AIM OF THE TASK -
Every line of the material below is to be printed again exactly.

━━━━━━━━

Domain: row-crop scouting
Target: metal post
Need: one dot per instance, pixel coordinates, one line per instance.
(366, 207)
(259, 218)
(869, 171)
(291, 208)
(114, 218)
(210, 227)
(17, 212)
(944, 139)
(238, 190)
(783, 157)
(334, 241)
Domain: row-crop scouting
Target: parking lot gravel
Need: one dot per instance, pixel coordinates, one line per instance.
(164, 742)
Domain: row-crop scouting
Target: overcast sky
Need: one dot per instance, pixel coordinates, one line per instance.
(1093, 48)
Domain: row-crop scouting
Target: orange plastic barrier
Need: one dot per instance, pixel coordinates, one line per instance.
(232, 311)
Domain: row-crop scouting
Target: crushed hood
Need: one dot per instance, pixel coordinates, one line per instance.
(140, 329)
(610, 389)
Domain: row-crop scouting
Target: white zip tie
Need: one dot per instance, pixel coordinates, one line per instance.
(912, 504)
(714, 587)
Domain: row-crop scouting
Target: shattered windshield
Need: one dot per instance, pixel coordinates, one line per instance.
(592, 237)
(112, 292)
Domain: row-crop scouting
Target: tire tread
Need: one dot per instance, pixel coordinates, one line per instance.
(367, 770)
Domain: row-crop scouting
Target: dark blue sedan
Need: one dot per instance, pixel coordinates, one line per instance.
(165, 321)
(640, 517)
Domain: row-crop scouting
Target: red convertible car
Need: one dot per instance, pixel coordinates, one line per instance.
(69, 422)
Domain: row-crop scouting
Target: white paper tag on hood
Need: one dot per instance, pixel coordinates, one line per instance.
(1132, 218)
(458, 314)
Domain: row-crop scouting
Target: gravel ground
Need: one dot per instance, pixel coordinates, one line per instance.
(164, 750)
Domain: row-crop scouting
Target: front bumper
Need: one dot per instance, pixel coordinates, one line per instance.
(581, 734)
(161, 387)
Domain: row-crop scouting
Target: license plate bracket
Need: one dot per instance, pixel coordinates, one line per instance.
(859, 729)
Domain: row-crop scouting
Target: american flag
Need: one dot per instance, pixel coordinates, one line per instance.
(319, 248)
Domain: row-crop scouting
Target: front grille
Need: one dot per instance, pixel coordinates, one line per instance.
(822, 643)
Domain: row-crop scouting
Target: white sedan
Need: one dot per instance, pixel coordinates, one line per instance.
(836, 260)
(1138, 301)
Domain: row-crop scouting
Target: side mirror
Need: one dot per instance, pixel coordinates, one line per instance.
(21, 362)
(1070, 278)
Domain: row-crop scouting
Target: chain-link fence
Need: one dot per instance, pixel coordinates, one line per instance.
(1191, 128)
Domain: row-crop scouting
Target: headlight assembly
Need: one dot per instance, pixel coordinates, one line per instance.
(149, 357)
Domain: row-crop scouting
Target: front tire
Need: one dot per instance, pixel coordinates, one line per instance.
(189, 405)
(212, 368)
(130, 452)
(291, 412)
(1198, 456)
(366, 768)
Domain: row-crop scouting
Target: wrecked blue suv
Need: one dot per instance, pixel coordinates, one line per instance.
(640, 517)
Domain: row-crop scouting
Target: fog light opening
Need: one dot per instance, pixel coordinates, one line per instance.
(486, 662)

━━━━━━━━

REPLY -
Domain: row-crop scouting
Target: metal post
Need: one dot per instance, pixel coordinates, one line per instance.
(366, 207)
(259, 218)
(869, 171)
(291, 208)
(114, 218)
(210, 227)
(17, 212)
(944, 139)
(238, 190)
(783, 157)
(334, 241)
Domain: row-crop scouting
Target: parking lot gravel
Need: one dot per instance, pixel coordinates, one line per instance.
(164, 742)
Domain: row-crop scouting
Target: overcast sky
Need: one dot per instance, pixel coordinates, one line per instance.
(1093, 48)
Domain: row-crop scouting
Target: orange plastic barrier
Need: one dot per instance, pixel coordinates, one line per instance.
(232, 311)
Domain: row-crop scouting
Target: crushed hood
Need: one dot per instance, pixel coordinates, one line per instance.
(140, 329)
(610, 389)
Domain: row-crop scouting
Target: white zip tie
Need: one dot per instance, pixel coordinates, one line per instance.
(912, 504)
(714, 587)
Domain: row-crop scouting
Target: shattered windshield
Need: one dot per instance, pixel coordinates, one line per instance.
(592, 237)
(112, 292)
Domain: row-crop scouting
Target: tire tread
Need: one dot per instance, pixel coordinates, one line per instance.
(367, 770)
Domain: row-crop scouting
Target: dark blue sedan
Need: one dot per instance, pixel coordinates, one line per instance.
(165, 321)
(640, 517)
Domain: row-crop scouting
Target: red convertible car
Need: one dot per instance, pixel coordinates, one line per instance.
(69, 422)
Domain: row-crop scouting
Target: white paper tag on hood
Need: one dot per instance, pixel coordinates, one line per instance.
(1132, 218)
(458, 314)
Domain: row-crop scouting
Target: gravel ground
Need: one dot per instance, pixel coordinates, one line per instance.
(164, 750)
Domain: row-crop scouting
Target: front bumper
Need: one dot per instance, pixel coordinates, one line per instance.
(581, 734)
(161, 387)
Domain: row-crop scouting
Target: license plate bracket
Need: one dot per instance, pixel coordinates, one line per instance.
(859, 729)
Domain: row-crop scouting
Target: american flag
Need: one dot per instance, pixel coordinates, one line per instance.
(319, 248)
Domain: row-crop scouting
Target: front grille
Need: one dot per instance, pixel coordinates, one line per instance.
(822, 643)
Domain: row-crop scouting
Target: white sedan
Need: one dot per instance, pixel coordinates, one line per instance.
(836, 260)
(1138, 301)
Domain: row-crop scouting
Target: side mirror
Need: one dot per instance, pixel coordinates, one line per instance.
(21, 362)
(1070, 278)
Domain: row-crop scouting
Target: chain-link fence
Need: one dot per instance, pixel coordinates, one line per instance.
(1191, 128)
Domain: row-crop scouting
Target: headlight assembly
Need: one dot per instance, pixel coordinates, one line per instance.
(149, 357)
Domain: row-crop scouting
Target: front tire
Need: one dot per instance, pixel coordinates, one line per instance.
(189, 405)
(212, 368)
(130, 452)
(291, 412)
(1198, 456)
(366, 768)
Domain: row-crop scouting
Target: wrecked blue suv
Need: one dot per instance, pixel coordinates, one line per instance.
(640, 517)
Domain: row-crop scouting
Target: fog light opening
Need: one dot per instance, pixel coordinates, one line per instance.
(486, 662)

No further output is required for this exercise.